Rhodium-Catalysed Ynamide Carbometallation for Stereoselective Synthesis

This project was originally aimed at the development of a recently discovered reaction that enables the controlled synthesis of highly substituted enamides (enamides are increasingly important chemical building blocks for organic synthesis) from the rhodium-catalysed carbometallation of ynamides. This reaction proceeds under mild conditions and employs a commercially available rhodium complex as a precatalyst along with organozinc compounds as organometallic reagents. A reasonably wide range of enamides can be accessed using this chemistry, and preliminary investigations suggest that these new compounds display useful reactivities in a variety of reactions. This initial work was published in J. Am. Chem. Soc. 2009, 131, 3802 and J. Org. Chem. 2009, 74, 7849. However, much more work was required to fully develop the scope of both the enamide synthesis itself, and of the synthetic applications of the enamide products.

(Point-per-instance localization data)
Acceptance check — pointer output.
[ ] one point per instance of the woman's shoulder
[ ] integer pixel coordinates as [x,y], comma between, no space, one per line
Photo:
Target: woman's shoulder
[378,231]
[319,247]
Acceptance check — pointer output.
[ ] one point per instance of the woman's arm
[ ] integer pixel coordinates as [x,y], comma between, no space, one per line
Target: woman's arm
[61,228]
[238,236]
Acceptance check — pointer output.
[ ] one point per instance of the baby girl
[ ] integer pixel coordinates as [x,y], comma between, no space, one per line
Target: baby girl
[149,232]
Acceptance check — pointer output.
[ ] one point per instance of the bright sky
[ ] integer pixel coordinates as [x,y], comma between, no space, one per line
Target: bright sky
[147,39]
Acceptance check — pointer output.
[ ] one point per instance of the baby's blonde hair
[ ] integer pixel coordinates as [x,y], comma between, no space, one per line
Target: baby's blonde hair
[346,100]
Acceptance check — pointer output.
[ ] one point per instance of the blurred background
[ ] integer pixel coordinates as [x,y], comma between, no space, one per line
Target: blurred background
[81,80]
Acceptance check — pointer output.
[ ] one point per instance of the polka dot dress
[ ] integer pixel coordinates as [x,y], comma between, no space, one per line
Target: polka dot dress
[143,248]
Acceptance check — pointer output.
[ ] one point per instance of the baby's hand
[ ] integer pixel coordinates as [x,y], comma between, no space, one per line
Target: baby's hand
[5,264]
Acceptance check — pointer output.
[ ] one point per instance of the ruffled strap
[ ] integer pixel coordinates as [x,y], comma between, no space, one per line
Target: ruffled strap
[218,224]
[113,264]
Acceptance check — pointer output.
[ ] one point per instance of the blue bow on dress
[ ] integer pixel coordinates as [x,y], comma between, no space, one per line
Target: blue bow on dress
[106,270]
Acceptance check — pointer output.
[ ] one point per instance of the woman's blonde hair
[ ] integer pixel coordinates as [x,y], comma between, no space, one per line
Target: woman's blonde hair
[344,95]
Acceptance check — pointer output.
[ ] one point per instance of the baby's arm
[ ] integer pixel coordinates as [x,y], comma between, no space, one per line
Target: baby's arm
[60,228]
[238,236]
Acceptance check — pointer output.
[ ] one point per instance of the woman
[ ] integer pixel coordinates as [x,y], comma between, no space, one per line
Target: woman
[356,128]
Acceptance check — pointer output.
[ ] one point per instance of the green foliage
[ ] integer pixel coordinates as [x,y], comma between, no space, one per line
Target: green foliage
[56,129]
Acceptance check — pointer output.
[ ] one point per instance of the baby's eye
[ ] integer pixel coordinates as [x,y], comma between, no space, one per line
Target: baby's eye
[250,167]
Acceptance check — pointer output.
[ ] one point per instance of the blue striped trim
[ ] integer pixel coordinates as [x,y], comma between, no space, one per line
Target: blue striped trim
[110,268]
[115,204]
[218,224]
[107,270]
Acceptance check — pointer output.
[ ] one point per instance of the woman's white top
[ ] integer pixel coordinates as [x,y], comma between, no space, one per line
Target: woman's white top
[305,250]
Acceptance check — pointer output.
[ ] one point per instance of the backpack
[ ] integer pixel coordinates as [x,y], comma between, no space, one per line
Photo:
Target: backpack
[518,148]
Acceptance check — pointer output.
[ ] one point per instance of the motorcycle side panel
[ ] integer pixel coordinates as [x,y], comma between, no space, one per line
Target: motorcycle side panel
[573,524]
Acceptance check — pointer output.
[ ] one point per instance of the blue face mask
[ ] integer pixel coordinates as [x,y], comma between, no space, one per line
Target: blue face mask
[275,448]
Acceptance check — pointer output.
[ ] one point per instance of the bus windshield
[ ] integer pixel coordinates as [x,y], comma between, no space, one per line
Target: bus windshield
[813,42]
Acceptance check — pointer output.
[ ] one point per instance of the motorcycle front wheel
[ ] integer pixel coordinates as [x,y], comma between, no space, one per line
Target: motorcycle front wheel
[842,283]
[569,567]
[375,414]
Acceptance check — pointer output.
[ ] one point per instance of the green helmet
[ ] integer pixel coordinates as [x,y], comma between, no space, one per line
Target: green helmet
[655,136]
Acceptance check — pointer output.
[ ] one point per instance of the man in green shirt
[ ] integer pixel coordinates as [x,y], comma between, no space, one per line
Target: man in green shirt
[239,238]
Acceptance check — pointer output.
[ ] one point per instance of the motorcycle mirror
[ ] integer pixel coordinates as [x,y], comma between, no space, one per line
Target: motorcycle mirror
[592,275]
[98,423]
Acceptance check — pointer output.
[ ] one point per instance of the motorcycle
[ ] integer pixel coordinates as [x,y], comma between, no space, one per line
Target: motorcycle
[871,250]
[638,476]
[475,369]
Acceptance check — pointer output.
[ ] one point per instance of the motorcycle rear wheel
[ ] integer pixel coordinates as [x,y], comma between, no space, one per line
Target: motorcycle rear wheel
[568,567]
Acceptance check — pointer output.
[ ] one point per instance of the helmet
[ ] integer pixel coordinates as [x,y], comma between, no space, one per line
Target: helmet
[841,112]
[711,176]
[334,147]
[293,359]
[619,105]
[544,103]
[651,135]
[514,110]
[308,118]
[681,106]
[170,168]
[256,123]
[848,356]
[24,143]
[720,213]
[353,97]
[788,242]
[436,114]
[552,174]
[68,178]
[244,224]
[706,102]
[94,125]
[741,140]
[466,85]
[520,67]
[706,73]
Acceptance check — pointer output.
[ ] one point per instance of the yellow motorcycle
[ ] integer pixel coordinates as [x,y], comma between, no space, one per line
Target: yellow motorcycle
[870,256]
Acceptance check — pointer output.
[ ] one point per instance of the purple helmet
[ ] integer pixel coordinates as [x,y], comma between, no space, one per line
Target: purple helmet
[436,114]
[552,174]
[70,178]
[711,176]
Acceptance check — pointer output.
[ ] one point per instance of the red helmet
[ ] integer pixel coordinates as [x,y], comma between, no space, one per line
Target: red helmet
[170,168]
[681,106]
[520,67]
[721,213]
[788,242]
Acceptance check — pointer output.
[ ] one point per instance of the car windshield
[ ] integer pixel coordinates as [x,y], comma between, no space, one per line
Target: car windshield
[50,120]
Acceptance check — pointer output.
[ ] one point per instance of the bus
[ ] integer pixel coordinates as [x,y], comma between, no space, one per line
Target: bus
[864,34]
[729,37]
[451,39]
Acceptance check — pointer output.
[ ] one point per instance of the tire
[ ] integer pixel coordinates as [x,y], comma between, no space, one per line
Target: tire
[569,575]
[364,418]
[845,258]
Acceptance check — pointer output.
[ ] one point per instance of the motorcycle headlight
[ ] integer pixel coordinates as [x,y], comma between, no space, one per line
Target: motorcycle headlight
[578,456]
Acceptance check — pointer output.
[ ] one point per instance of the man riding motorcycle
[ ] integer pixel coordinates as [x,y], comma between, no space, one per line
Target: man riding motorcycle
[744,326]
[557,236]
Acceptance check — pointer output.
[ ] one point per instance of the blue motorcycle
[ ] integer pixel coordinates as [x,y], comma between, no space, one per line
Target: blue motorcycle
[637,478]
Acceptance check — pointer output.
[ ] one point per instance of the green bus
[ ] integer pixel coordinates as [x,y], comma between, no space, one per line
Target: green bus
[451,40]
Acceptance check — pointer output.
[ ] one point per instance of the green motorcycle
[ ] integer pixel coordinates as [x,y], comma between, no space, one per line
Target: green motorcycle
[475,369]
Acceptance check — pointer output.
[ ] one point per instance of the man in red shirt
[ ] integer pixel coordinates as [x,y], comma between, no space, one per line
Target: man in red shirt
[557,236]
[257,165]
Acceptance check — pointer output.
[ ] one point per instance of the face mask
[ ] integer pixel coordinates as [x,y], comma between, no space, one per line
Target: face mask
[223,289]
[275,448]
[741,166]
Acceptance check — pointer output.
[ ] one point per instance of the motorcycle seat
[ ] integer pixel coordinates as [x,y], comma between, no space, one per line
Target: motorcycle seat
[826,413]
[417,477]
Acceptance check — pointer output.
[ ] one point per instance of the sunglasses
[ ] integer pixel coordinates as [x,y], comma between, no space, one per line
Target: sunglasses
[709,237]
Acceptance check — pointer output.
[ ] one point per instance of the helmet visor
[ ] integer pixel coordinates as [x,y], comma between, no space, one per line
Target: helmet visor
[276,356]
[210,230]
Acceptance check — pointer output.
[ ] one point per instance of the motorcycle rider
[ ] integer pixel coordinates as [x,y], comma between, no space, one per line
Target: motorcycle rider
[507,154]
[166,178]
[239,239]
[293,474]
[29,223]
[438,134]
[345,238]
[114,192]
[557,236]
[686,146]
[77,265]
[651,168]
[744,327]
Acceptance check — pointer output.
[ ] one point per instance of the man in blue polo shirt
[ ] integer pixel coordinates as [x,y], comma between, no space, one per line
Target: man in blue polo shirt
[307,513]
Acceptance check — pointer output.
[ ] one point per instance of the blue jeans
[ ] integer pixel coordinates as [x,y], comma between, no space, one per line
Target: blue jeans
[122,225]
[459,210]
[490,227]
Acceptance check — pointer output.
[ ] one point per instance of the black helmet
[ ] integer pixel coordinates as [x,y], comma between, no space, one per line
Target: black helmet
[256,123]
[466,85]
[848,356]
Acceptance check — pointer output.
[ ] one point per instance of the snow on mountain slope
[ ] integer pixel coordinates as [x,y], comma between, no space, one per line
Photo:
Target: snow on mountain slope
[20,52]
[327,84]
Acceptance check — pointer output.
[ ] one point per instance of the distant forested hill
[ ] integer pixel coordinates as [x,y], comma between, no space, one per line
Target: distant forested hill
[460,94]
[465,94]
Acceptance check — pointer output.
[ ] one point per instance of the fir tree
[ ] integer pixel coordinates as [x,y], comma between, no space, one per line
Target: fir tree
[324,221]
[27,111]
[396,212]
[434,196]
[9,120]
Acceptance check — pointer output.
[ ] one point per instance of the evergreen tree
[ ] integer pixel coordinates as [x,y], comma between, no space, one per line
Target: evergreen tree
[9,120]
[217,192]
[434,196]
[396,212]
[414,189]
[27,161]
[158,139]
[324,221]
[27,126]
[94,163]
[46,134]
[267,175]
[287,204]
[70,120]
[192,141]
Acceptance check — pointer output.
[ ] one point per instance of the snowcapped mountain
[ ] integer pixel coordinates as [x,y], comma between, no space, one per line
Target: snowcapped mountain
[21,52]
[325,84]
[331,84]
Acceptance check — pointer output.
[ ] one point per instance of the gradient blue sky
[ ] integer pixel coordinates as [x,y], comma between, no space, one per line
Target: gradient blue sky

Exercise set →
1 – In the project summary on ynamide carbometallation, what reason is given for the importance of enamides?
2 – Write the next part of the project summary on ynamide carbometallation, picking up after its final sentence.
The records were drawn from a separate source.

Exercise answers →
1 – Enamides are increasingly important chemical building blocks for organic synthesis. That is why a reaction that gives controlled access to highly substituted enamides is useful.

2 –
At the start of the project, the Fellow focused upon further development of the rhodium-catalysed ynamide carbometallation by attempting to incorporate the basic process into a sequenced reaction, whereby the intermediate alkenylorganometallic species would be trapped with a nitroalkene. Unfortunately, initial efforts were unsuccessful, and no reaction with the nitroalkene was observed. However, when the organometallic reagent employed was sodium tetraphenylborate, we observed a totally unexpected reaction involving a (2+2) cycloaddition of the ynamide with the nitroalkene to form a cyclobutenamide. This mechanistically intriguing reaction was studied further, and after some further investigations we managed to find effective reaction conditions to promote the (2+2) cycloaddition of a range of ynamides with nitroalkenes to form a variety of cyclobutenamides. This work was published in Org. Lett. 2012, 14, 4934.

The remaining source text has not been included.